◆ Testo fornito:
Una delle caratteristiche italiane dell’ultimo decennio è l’emergere di una “questione francese”, in cui si intrecciano vicende internazionali e di politica industriale, aumentando la diffidenza reciproca, senza trovare uno sbocco preciso.

Sul fronte geopolitico, spiccano le differenze sul Mediterraneo, in un’area divenuta periferica per gli Stati Uniti, ma in cui vi sono i nostri interessi vitali e la storica presenza e profondità francese. D’altra parte, politica estera ed energia hanno sempre animato i nostri contrasti: dal sostegno di Enrico Mattei all’indipendenza algerina fino alla mano dei servizi francesi dietro l’operazione Eni-Elf (il passaggio più succoso del libro di Franco Bernabè), senza dimenticare il muro di Chirac verso le ambizioni di Enel su Suez nel 2006. Per giungere, un anno fa, alla risposta in un’intervista del Ceo di Eni Claudio Descalzi: «Non so se Total o altre compagnie sono interessate all’Eni. Di sicuro, senza il via libera del governo italiano, nessuno potrà toccarci».

Eppure, se osserviamo il recente passato senza furore leopardiano, possiamo ammettere che la guerra libica ha segnato il nostro contrasto e, nel contempo, un comune ridimensionamento. Col rischio concreto di essere entrambi spettatori e vittime delle guerre per procura degli altri, mentre le nostre aziende energetiche affrontano una profonda e complicata transizione tecnologica, sullo sfondo delle ambizioni imperiali della Turchia.

Una delle vicende meno indagate del crollo della “Prima Repubblica” e dell’avvio della stagione delle privatizzazioni è la prospettiva di un accordo forte tra Italia e Francia. Il compianto Marcello De Cecco amava ricordare che nel 1993 propose su Le Monde una stretta alleanza industriale e finanziaria. Nel 2011 rievocò con rimpianto quella proposta: «Pensate che cosa sarebbe l’unione franco-italiana, specialmente in quel momento in cui avevamo ancora un po’ di partecipazioni statali, grandi imprese, adesso non ci sta più niente».

Oggi l’interconnessione industriale tra Francia e Italia non si gioca, come la nostra relazione con la Germania, soprattutto sui legami tra grandi imprese e fornitori, in particolare nell’automobile. La delicatezza delle relazioni italofrancesi sta in operazioni industriali di alto profilo che hanno visto di frequente l’Italia come preda. Spesso senza uno sbocco definito, come è avvenuto nelle telecomunicazioni, dove all’abuso dell’immagine della costruzione (improbabile) di una “Netflix europea” si è sostituito uno stallo, sui fronti intrecciati di Telecom e di Mediaset. E in altri accordi, come Fca-Renault (abortito) e Fca-Psa (realizzato), dall’altra parte c’è sempre lo Stato francese nell’azionariato.

◆ Consegna 1: Nel testo sulla questione francese, in quale anno Marcello De Cecco propose su Le Monde una stretta alleanza industriale e finanziaria tra Italia e Francia?
◆ Consegna 2: Prosegui il testo sulla questione francese a partire dalla sua ultima frase.

◆ Elenco record:
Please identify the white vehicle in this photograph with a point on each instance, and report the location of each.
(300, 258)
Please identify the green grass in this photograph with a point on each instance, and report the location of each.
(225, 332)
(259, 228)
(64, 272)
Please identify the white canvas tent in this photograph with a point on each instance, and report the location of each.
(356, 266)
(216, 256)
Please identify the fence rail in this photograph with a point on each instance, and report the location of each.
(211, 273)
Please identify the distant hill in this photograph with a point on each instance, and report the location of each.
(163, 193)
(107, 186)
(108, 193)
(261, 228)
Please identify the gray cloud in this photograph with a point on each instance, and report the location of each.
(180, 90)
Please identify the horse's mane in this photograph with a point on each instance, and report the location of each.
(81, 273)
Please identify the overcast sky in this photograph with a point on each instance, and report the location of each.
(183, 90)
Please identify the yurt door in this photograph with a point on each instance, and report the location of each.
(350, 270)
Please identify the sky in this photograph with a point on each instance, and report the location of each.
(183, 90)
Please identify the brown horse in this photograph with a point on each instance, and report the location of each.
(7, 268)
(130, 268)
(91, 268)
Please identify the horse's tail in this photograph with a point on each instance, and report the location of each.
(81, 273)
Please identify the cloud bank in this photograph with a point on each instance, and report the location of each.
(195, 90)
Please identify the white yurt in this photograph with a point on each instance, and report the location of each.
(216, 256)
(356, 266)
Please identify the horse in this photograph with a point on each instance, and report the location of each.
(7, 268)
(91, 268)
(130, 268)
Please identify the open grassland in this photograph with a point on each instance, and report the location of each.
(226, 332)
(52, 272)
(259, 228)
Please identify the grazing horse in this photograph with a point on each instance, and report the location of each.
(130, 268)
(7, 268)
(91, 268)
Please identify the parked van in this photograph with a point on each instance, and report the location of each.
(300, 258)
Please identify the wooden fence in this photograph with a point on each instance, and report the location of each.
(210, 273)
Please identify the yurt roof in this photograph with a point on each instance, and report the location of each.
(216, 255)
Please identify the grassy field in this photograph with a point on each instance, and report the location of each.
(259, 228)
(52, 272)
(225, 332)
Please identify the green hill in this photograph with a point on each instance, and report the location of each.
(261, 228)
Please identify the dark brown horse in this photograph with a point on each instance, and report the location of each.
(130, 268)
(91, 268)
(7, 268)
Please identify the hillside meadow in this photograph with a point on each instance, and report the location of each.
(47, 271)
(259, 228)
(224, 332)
...
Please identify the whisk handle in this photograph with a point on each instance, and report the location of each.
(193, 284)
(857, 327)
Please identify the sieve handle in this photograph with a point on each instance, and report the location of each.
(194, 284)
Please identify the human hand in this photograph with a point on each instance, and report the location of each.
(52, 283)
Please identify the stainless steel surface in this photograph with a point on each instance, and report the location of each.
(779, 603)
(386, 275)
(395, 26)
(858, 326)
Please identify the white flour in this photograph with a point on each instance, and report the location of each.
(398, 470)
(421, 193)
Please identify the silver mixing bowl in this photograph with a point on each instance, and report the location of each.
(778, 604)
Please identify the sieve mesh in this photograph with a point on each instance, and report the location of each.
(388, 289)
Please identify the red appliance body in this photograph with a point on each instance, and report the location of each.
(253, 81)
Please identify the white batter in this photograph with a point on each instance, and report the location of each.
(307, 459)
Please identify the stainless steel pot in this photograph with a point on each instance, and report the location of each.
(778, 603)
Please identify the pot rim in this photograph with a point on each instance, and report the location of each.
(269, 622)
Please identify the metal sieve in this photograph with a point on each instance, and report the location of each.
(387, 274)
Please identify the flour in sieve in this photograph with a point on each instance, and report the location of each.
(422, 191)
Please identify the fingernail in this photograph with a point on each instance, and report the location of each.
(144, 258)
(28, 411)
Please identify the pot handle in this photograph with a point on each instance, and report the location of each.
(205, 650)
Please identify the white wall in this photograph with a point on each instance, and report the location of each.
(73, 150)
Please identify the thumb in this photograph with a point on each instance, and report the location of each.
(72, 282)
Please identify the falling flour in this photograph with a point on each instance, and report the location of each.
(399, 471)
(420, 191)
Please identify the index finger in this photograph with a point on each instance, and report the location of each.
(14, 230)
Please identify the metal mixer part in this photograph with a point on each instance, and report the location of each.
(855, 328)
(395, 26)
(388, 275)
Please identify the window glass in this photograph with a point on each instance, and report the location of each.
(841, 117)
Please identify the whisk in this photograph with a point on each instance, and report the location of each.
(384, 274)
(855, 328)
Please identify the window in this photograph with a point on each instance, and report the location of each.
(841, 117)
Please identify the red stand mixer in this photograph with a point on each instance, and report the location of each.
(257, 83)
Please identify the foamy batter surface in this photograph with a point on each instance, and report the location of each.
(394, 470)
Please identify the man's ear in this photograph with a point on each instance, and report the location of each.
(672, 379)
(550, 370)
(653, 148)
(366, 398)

◆ Risposta 1: Nel 1993.

◆ Risposta 2:
Forse il momento più rilevante di diffidenza italofrancese risale alla primavera 2017, quando Macron, poco dopo la sua elezione, ha rivisto d’imperio gli accordi per l’acquisizione da parte di Fincantieri della società di cantieristica Stx France. Un fastidio verso l’eccezione italiana, che per una volta è predatore e non preda. La nascita della joint venture italofrancese tra Fincantieri e Naval Group, Naviris, è poi avvenuta nel 2019, e la società ha iniziato le sue attività. Ma la capacità di diventare veramente una “Airbus dei mari” dipenderà anche dalla fiducia tra italiani e francesi.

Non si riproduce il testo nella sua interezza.